— Rows of box annotation data —

====================

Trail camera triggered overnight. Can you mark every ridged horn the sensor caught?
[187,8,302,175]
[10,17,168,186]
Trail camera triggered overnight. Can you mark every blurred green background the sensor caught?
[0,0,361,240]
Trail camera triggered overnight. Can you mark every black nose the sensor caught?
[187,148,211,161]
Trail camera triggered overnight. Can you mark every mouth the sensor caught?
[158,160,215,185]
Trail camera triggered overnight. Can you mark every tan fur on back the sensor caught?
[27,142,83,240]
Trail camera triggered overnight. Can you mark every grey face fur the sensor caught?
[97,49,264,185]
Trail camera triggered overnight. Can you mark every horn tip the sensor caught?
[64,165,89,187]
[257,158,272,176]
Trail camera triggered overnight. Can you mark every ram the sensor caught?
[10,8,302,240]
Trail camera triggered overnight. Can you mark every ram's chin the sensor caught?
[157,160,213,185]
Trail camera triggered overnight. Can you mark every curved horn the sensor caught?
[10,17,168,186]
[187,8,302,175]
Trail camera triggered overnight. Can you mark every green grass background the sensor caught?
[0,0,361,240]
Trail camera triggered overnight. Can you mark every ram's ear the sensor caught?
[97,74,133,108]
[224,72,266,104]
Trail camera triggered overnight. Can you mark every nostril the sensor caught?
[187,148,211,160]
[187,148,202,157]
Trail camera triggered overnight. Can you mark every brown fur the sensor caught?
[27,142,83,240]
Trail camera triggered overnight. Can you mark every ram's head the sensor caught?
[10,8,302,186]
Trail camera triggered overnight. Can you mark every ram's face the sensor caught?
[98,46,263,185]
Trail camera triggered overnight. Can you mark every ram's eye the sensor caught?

====================

— Work required —
Quote each line of the data above exactly as written.

— Written reply —
Trail camera triggered overnight. Can you mark every ridged horn the sensor caught?
[187,8,302,175]
[10,17,168,186]
Trail camera triggered overnight. Can you mark every blurred green background the sensor caught?
[0,0,361,240]
Trail camera triggered overnight. Can you mark every black nose the sensor caught?
[187,148,211,161]
Trail camera triggered overnight. Can you mark every mouth the sensor caught?
[158,160,215,185]
Trail camera triggered overnight. Can you mark every tan fur on back the sensor caught?
[27,142,83,240]
Trail camera triggered overnight. Can you mark every grey face fur the sensor caught?
[97,49,264,185]
Trail camera triggered overnight. Can you mark every horn tip the sensor caught?
[64,165,89,187]
[257,158,272,176]
Trail camera triggered overnight. Can you mark every ram the sensor caught?
[10,8,302,240]
Trail camera triggered overnight. Can you mark every ram's chin the sensor caught?
[157,160,213,185]
Trail camera triggered overnight. Can you mark every curved horn the sensor caught?
[10,17,168,186]
[187,8,302,175]
Trail camera triggered overnight. Can you mark every green grass background the sensor caught?
[0,0,361,240]
Trail camera triggered overnight. Can you mark every ram's ear the sensor caught?
[97,74,133,108]
[224,72,266,104]
Trail camera triggered overnight. Can you mark every nostril the sensor caught?
[187,148,211,160]
[187,148,202,157]
Trail camera triggered overnight. Can you mark every brown fur the sensor caught?
[27,142,83,240]
Trail camera triggered overnight. Can you mark every ram's head the sensor caught?
[10,8,302,186]
Trail camera triggered overnight. Can you mark every ram's face the sensor caught?
[98,46,263,185]
Trail camera triggered overnight. Can you mark every ram's eye the sensor caught?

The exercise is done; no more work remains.